Leaving out the pictures, restate each record below word for word.

┌──

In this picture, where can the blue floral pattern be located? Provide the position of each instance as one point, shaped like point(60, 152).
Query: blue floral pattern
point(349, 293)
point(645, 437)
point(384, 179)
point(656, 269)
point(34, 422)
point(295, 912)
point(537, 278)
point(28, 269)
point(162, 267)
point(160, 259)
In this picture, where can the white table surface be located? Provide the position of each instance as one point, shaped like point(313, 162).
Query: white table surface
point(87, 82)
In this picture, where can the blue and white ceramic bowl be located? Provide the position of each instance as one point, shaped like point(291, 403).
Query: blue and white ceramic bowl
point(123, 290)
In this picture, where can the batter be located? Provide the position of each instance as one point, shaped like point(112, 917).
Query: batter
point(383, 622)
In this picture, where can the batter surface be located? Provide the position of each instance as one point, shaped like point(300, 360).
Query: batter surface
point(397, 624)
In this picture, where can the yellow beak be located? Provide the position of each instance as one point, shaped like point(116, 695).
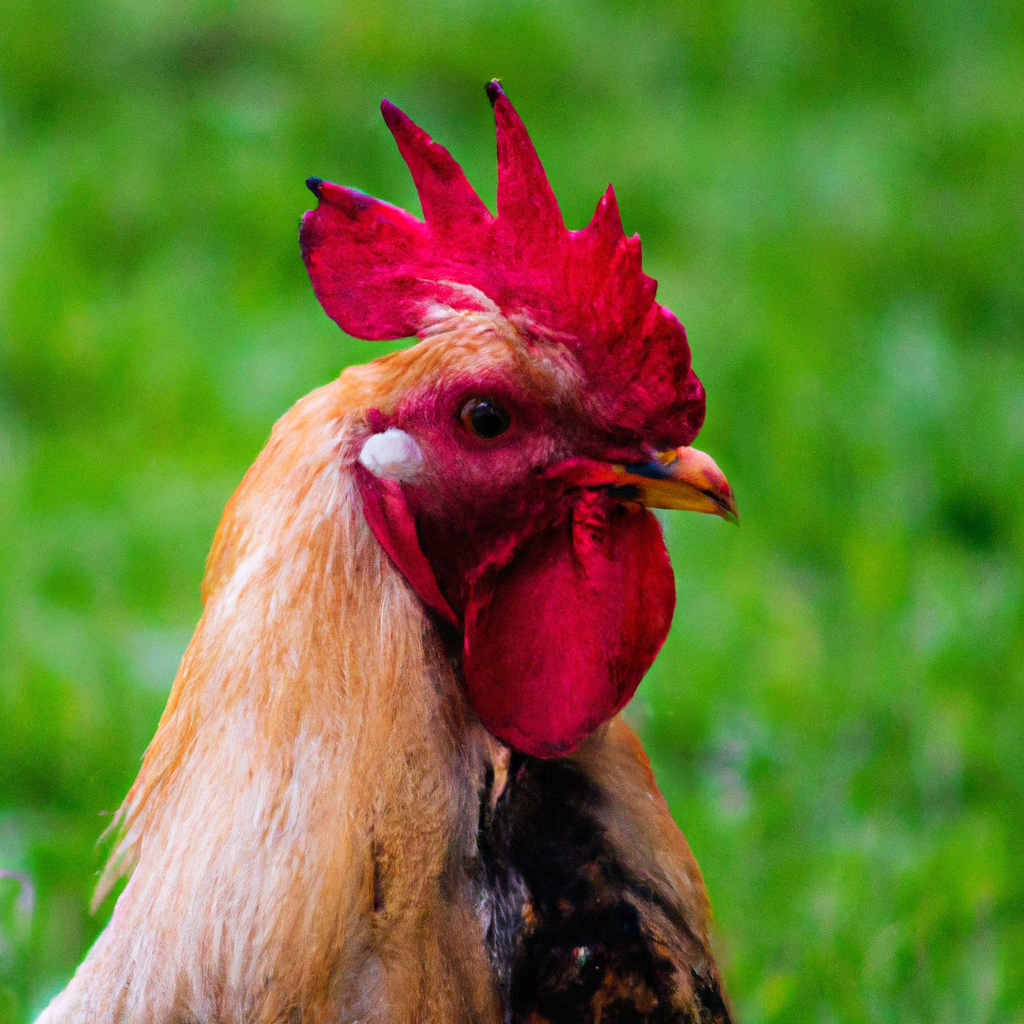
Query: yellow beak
point(681, 478)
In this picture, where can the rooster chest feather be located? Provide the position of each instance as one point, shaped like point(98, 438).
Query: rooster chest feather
point(390, 784)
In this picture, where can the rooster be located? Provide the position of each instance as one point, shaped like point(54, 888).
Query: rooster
point(390, 784)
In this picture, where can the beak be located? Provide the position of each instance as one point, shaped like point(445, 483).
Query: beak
point(680, 478)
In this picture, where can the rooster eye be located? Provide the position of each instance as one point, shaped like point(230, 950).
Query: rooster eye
point(483, 418)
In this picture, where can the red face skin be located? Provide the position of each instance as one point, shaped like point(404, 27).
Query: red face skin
point(561, 591)
point(564, 593)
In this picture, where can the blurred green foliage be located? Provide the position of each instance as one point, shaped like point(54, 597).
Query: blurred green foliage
point(833, 199)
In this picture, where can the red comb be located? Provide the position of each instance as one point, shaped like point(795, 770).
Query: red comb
point(378, 271)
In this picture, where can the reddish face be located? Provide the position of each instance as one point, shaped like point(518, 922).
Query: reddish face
point(530, 521)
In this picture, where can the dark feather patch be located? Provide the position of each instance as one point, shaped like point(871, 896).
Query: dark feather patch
point(573, 936)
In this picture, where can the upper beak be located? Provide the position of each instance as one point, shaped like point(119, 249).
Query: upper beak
point(680, 478)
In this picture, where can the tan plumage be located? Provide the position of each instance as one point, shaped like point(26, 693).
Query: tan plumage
point(304, 838)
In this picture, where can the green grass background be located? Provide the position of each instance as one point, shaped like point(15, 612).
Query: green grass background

└──

Answer to the exercise =>
In this picture, where can the blue floral pattern be located? Provide the position of each instance as one point, shaped like point(60, 152).
Query: blue floral pattern
point(349, 293)
point(645, 437)
point(384, 179)
point(656, 269)
point(34, 422)
point(295, 912)
point(537, 278)
point(28, 269)
point(162, 267)
point(160, 259)
In this picture, where can the white table surface be located? Provide the position of each instance as one point, shaped like point(313, 162).
Query: white table surface
point(87, 82)
In this picture, where can the blue and white ceramic bowl be located? Provide the position of each instance as one point, shaped like point(291, 403).
Query: blue and white ceramic bowl
point(123, 290)
In this picture, where can the batter be located? Provide the position of each instance as one point, shaped like point(112, 917).
Query: batter
point(383, 622)
In this picture, where can the batter surface be located? Provide the position of each instance as one point, shaped like point(300, 360).
Query: batter surface
point(397, 624)
In this picture, where can the yellow beak be located? Provide the position of each instance as one point, shaped like point(116, 695).
Query: yellow beak
point(681, 478)
In this picture, where can the rooster chest feather be located? Provide the position of each instance as one point, shaped like point(98, 438).
Query: rooster chest feather
point(390, 784)
In this picture, where can the rooster be located? Provide the position of each instance as one point, shaped like point(54, 888).
Query: rooster
point(390, 784)
In this picture, where can the beak be located? Provide the position of each instance as one point, shaped like point(445, 483).
Query: beak
point(680, 478)
In this picture, where can the rooster eye be located? Provide the position of each instance as one point, shaped like point(230, 950).
Query: rooster eye
point(483, 418)
In this picture, where can the red face skin be located? Provide the position of each instance as one point, shaped like point(404, 27).
Query: red face skin
point(561, 591)
point(564, 593)
In this picture, where can the blurred green foliage be located? Provide the position of each instance as one point, shaped like point(54, 597).
Query: blurred green foliage
point(833, 199)
In this picture, where can the red comb be located? Provide the position of each instance as one point, shaped like point(795, 770).
Query: red comb
point(378, 271)
In this picture, where can the reddish face be located? Provide the position of each instance as one point, shaped like point(518, 922).
Query: reddish face
point(530, 521)
In this picture, where can the dark feather patch be located? Provide the position of each instance as one point, shaped like point(871, 896).
Query: dark feather patch
point(573, 936)
In this picture, where can the upper beak be located? Provide the position of each instance as one point, shaped like point(119, 249).
Query: upper beak
point(680, 478)
In this picture, where can the tan plumage be located? Provide the position of each instance as one point, shaped like point(26, 693).
Query: tan plumage
point(304, 838)
In this picture, where can the green grass background be located? Provide the position of each instance as one point, shaped like point(15, 612).
Query: green grass background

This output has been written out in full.